I’ve written and rewritten this third paragraph three times now, not sure exactly how to say what it is I want to say. Did Emily Dickinson agonize over her verse like this? Do I really want to be Emily Dickinson? Her life kind of sucked.

I leave the workshops variously energized, exhausted, and frustrated. For a while I was sure I wasn’t coming back. But then I was accepted for publication somewhere, and asked to read somewhere. I felt like I’d broken through some kind of barrier, one composed mainly of my own hang-ups.

The workshop leader herself is expansive, creative, extravagant. She has lived the kind of life I thought I wanted to live: professorships at this university and that university; poet in the schools; workshops in France, in Maine, in Taos NM. She has written books of beautiful poetry. I want very badly what she has, but I’m not sure what that is.

After the first class, she said, “Wonderful! You are a wonderful poet, a wonderful critic!” At the beginning of the new term, she said “Welcome home,” and gave me a hug.

***

Objective a:
Answer these questions about the passage on the poetry workshops, giving each answer on its own line marked like its question.
(i) How many times has the writer rewritten the third paragraph?
(ii) In which places has the workshop leader held workshops?
(iii) What did the workshop leader say at the beginning of the new term?

***

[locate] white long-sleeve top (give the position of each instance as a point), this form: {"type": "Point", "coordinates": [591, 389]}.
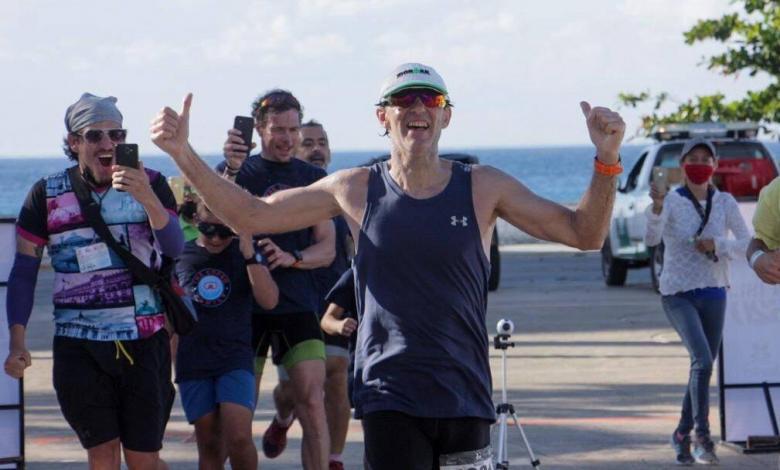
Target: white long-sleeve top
{"type": "Point", "coordinates": [684, 267]}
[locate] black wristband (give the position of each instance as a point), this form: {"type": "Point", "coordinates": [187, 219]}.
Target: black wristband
{"type": "Point", "coordinates": [257, 258]}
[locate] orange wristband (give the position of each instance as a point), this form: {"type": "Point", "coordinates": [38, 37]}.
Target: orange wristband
{"type": "Point", "coordinates": [607, 170]}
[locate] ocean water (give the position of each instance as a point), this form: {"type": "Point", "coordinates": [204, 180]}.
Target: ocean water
{"type": "Point", "coordinates": [557, 173]}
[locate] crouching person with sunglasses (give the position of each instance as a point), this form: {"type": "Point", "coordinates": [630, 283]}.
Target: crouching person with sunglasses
{"type": "Point", "coordinates": [215, 363]}
{"type": "Point", "coordinates": [693, 222]}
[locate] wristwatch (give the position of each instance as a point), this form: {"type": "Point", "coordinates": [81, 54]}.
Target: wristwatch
{"type": "Point", "coordinates": [298, 256]}
{"type": "Point", "coordinates": [257, 258]}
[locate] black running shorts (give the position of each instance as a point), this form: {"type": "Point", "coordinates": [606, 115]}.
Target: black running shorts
{"type": "Point", "coordinates": [396, 440]}
{"type": "Point", "coordinates": [104, 396]}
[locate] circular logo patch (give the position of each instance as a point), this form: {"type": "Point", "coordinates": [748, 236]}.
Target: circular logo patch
{"type": "Point", "coordinates": [212, 287]}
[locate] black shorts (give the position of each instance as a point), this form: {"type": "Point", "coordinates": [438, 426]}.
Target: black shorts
{"type": "Point", "coordinates": [103, 396]}
{"type": "Point", "coordinates": [396, 440]}
{"type": "Point", "coordinates": [340, 341]}
{"type": "Point", "coordinates": [292, 338]}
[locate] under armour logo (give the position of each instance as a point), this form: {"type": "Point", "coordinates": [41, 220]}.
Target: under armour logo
{"type": "Point", "coordinates": [464, 221]}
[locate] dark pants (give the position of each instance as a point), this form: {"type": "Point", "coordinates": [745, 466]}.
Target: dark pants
{"type": "Point", "coordinates": [104, 396]}
{"type": "Point", "coordinates": [699, 322]}
{"type": "Point", "coordinates": [395, 440]}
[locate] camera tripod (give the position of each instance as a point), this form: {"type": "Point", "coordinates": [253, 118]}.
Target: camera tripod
{"type": "Point", "coordinates": [504, 409]}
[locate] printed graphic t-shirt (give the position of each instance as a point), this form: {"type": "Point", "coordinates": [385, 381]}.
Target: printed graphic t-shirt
{"type": "Point", "coordinates": [102, 304]}
{"type": "Point", "coordinates": [222, 295]}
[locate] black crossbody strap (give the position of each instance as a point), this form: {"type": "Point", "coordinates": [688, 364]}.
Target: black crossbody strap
{"type": "Point", "coordinates": [704, 213]}
{"type": "Point", "coordinates": [91, 212]}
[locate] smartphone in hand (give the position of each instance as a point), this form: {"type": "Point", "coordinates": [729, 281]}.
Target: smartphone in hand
{"type": "Point", "coordinates": [127, 155]}
{"type": "Point", "coordinates": [245, 125]}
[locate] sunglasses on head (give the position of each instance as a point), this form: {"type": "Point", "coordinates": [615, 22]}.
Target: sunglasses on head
{"type": "Point", "coordinates": [93, 136]}
{"type": "Point", "coordinates": [407, 98]}
{"type": "Point", "coordinates": [210, 230]}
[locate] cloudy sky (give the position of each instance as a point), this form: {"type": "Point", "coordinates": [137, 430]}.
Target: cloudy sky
{"type": "Point", "coordinates": [516, 70]}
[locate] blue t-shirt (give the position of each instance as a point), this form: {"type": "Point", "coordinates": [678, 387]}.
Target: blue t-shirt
{"type": "Point", "coordinates": [298, 290]}
{"type": "Point", "coordinates": [222, 296]}
{"type": "Point", "coordinates": [107, 303]}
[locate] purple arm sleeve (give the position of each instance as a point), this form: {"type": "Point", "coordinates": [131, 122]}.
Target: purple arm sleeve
{"type": "Point", "coordinates": [170, 237]}
{"type": "Point", "coordinates": [21, 289]}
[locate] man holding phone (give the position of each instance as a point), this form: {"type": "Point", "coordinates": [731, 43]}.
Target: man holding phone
{"type": "Point", "coordinates": [112, 363]}
{"type": "Point", "coordinates": [293, 324]}
{"type": "Point", "coordinates": [315, 149]}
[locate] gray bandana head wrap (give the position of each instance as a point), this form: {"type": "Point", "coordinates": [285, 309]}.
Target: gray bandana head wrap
{"type": "Point", "coordinates": [90, 109]}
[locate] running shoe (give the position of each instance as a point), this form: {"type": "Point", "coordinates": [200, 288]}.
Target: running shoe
{"type": "Point", "coordinates": [704, 451]}
{"type": "Point", "coordinates": [275, 439]}
{"type": "Point", "coordinates": [682, 449]}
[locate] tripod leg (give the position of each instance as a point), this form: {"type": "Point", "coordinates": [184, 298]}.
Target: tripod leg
{"type": "Point", "coordinates": [534, 461]}
{"type": "Point", "coordinates": [501, 451]}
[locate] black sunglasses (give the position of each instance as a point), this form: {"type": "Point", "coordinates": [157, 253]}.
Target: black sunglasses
{"type": "Point", "coordinates": [280, 100]}
{"type": "Point", "coordinates": [210, 230]}
{"type": "Point", "coordinates": [93, 136]}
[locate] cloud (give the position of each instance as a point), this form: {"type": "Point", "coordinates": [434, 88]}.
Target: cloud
{"type": "Point", "coordinates": [321, 45]}
{"type": "Point", "coordinates": [344, 7]}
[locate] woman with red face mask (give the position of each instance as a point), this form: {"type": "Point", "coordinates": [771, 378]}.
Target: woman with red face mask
{"type": "Point", "coordinates": [693, 222]}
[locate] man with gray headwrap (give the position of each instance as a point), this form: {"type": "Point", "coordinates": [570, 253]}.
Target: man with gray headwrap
{"type": "Point", "coordinates": [112, 364]}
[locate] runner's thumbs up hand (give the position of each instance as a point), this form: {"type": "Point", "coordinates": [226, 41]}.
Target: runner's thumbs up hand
{"type": "Point", "coordinates": [16, 362]}
{"type": "Point", "coordinates": [606, 129]}
{"type": "Point", "coordinates": [171, 130]}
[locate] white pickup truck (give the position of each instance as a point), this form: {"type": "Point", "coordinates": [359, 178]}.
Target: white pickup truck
{"type": "Point", "coordinates": [745, 166]}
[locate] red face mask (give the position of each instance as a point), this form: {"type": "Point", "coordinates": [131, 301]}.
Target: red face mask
{"type": "Point", "coordinates": [698, 173]}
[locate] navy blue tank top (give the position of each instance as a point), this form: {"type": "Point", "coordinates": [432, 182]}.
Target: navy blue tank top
{"type": "Point", "coordinates": [421, 283]}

***

Objective b: Rewrite the records, requests included, starting with the line that contains "[locate] navy blue" and going on through the last line of the records. Shift every coordinate in the answers by -58, and leave the sample coordinates in the requests unchanged.

Correct answer a:
(i) Three times.
(ii) France, Maine, and Taos NM.
(iii) "Welcome home."

Correct answer b:
[locate] navy blue tank top (give the position of each instance as a point), this form: {"type": "Point", "coordinates": [432, 182]}.
Target: navy blue tank top
{"type": "Point", "coordinates": [363, 225]}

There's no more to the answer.